Segment Start: Task data

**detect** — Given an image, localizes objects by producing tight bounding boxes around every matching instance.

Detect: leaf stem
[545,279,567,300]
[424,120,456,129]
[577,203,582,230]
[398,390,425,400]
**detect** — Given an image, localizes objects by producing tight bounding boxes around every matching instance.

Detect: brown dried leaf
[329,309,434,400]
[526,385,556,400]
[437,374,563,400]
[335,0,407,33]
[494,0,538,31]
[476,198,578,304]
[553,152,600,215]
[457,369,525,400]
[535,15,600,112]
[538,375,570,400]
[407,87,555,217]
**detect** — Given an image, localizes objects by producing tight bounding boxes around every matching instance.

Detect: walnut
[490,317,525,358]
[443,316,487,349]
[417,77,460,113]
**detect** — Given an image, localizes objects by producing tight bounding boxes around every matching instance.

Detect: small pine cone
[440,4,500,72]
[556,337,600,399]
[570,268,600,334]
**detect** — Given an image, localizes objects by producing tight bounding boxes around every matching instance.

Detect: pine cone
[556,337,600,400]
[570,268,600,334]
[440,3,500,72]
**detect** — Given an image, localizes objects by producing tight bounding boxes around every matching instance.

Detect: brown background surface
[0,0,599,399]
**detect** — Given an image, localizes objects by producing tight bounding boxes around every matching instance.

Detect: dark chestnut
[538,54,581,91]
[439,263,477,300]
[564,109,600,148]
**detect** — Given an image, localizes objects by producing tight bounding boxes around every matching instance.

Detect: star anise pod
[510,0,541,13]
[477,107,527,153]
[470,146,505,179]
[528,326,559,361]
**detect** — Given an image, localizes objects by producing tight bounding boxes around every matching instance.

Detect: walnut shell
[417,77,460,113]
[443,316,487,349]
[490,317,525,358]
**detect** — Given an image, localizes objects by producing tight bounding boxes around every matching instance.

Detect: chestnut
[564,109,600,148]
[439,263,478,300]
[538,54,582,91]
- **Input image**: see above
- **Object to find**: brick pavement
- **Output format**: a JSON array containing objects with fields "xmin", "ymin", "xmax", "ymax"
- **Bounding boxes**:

Segment End: Task data

Exercise brief | Set down every entry exactly as given.

Solution for this task |
**detect** — Given an image, localizes objects by producing tight bounding boxes around every matching instance.

Detect: leaf stem
[545,279,567,300]
[424,120,456,129]
[577,203,582,230]
[398,390,425,400]
**detect** — Given an image, localizes objects by producing tight bounding boxes around every matching instance.

Detect: brown dried leaf
[329,309,434,400]
[526,385,556,400]
[437,374,563,400]
[335,0,407,33]
[494,0,538,31]
[476,198,578,304]
[553,152,600,215]
[457,369,525,400]
[535,15,600,112]
[538,375,570,400]
[407,87,555,217]
**detect** — Given an image, localizes objects by producing tight bounding boxes around every matching instance.

Detect: walnut
[490,317,525,358]
[443,316,487,349]
[417,77,460,113]
**detect** — Given an image, localizes objects by producing tight bounding boxes around every matching instance.

Detect: small pine cone
[440,4,500,72]
[556,337,600,399]
[570,268,600,334]
**detect** — Given an image, localizes objects by producing tight bounding boxes around every matching instance.

Detect: pine cone
[556,337,600,400]
[570,268,600,334]
[440,3,500,72]
**detect** — Given an image, localizes objects by producing tight bounding boxes around every matching instance.

Detect: brown background surface
[0,0,599,399]
**detect** — Given an image, localizes objects by producing tight bounding boxes around every matching instance.

Detect: dark chestnut
[538,54,581,91]
[439,263,477,300]
[564,109,600,148]
**detect** — Given an image, localizes objects by producing tight bounding boxes around every matching instance.

Detect: star anise pod
[510,0,541,13]
[477,107,527,153]
[470,146,505,179]
[528,326,559,361]
**detect** — Given an image, localizes objects by producing tight bounding boxes around every matching instance.

Detect: walnut shell
[417,77,460,113]
[443,316,487,349]
[490,317,525,358]
**detect** — Given an image, localizes objects by producing tight bounding boxes around every matching instance.

Detect: chestnut
[564,109,600,148]
[439,263,478,300]
[538,54,582,91]
- **Input image**: see above
- **Object to find**: brick pavement
- **Output format**: a JSON array containing objects with fields "xmin", "ymin", "xmax", "ymax"
- **Bounding boxes**:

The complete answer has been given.